**PASSAGE PROVIDED**
============
Purple Pyramid 2017



San Fran space rockers set their course out the heart of the sun to find exciting stability.

This band, a cosmic project of former UK SUBS’ axeman Nicky Garratt, are reaching velocity speed on their fourth album. Following "The Fall Of Chronopolis" that rested on a literary foundation, “Orbit” envelopes the band’s sci-fi ideas into a new concept which is vague and engaging at the same time, with Alicia Previn’s vocals set to trace such a trek among the celestial bodies.

Theatrical yet tasty, “Judas Star” has what it takes to become one of the greatest hard rock tracks this side of the event horizon, its sparse throb getting fleshed out in a blood-pumping organ rush and a riff that’s caught in the unison crossfire between guitar and violin before distorted voices are beamed through a toxic fog. The haze may dissipate in “Walk Above The Clouds” – if only to carry the piece’s bleak folk vibe on punchy twang – but “History Of Light” will bring this psychedelic hysteria back for a new bout of bluesy ebb and flow, while wah-wah’s circle around in quite a predatory way

In different skies, the delicate “Hedersleben” – another chapter in the ensemble’s “Dreamstate” series – sees an acid-smelling innocence sculpted by a knot of male and female singing and washed in sensual synthesizer’s water, whereas the initially wordless “Rarefied Air” comes redolent of the ’70s European middle-of-the-road. But there’s a sparsely heavy, in its spaced-out baroque, instrumental “Apogee” and naturally textured, exquisitely acoustic “Perigee” to unwind the experience… although breaking an orbit can be quite dangerous. Calamity isn’t something this group are afraid of; that’s why reaching velocity speed feels so exciting here.
============
**PROVIDED MATERIAL**

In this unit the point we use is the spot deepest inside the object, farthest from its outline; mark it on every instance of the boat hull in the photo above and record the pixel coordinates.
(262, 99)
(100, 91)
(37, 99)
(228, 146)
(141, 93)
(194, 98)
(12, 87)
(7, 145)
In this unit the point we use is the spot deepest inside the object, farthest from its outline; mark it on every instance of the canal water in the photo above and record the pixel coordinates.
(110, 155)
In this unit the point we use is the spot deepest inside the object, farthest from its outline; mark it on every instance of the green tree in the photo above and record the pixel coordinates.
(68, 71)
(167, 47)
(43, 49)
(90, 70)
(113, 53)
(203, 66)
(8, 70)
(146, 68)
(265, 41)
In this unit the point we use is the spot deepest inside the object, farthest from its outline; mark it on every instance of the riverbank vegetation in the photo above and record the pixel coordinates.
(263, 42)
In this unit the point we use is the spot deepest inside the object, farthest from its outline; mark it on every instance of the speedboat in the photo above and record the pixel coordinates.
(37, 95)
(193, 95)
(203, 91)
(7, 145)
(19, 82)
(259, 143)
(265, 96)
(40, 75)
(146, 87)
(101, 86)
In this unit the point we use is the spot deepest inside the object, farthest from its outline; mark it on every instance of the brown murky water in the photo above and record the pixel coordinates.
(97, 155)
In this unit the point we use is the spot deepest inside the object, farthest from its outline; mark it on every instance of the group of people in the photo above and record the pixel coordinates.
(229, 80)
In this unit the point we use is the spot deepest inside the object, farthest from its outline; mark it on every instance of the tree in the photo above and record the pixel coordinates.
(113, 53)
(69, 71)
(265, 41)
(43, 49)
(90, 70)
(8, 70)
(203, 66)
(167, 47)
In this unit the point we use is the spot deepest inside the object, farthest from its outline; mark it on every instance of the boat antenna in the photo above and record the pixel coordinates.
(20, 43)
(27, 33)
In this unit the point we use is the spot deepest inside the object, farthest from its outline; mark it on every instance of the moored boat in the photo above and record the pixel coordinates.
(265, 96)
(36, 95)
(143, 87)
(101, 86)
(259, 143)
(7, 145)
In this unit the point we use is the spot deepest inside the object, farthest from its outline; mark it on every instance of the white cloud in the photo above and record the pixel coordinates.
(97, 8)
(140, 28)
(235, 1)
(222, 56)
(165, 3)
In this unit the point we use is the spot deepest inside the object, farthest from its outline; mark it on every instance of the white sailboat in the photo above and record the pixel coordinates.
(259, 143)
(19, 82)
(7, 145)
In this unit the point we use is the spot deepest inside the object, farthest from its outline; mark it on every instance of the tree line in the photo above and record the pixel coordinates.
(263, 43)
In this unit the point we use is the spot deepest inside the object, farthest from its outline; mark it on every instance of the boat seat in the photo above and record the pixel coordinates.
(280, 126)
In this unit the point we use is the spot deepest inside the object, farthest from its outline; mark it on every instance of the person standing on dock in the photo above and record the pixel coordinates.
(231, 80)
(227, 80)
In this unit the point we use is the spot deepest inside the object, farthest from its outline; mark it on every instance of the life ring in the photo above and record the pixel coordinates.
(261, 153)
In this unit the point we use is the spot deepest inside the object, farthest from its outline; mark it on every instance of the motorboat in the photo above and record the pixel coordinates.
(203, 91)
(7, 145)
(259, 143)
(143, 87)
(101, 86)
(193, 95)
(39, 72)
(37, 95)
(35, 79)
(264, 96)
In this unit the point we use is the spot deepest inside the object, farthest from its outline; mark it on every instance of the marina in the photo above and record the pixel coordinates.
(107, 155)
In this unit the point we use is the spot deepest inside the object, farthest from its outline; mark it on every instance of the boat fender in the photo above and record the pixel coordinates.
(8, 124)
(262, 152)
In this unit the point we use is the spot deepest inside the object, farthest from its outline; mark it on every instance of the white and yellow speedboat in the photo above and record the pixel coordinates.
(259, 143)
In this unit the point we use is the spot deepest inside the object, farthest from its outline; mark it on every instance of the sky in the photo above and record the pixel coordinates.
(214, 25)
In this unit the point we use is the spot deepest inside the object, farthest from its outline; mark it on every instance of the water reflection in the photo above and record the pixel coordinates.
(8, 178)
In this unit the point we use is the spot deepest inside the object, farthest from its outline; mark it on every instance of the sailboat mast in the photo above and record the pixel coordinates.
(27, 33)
============
**STUDY QUESTIONS**
• a. According to the album review, which album did the band release before "Orbit"?
• b. Say whether each statement agrees with the album review, and quote the words that decide it.
(i) "Orbit" is the band's fourth album.
(ii) "Apogee" is described as acoustic.
(iii) "Hedersleben" is part of the ensemble's "Dreamstate" series.
• c. Print the part of the album review that begins at the words "San Fran space" and stop after "the celestial bodies.".

**OUTPUTS FOR THE TASKS**
• a. "The Fall Of Chronopolis"

• b.
(i) Yes: "reaching velocity speed on their fourth album"
(ii) No: "sparsely heavy, in its spaced-out baroque, instrumental “Apogee” and naturally textured, exquisitely acoustic “Perigee”"
(iii) Yes: "another chapter in the ensemble’s “Dreamstate” series"

• c.
San Fran space rockers set their course out the heart of the sun to find exciting stability.

This band, a cosmic project of former UK SUBS’ axeman Nicky Garratt, are reaching velocity speed on their fourth album. Following "The Fall Of Chronopolis" that rested on a literary foundation, “Orbit” envelopes the band’s sci-fi ideas into a new concept which is vague and engaging at the same time, with Alicia Previn’s vocals set to trace such a trek among the celestial bodies.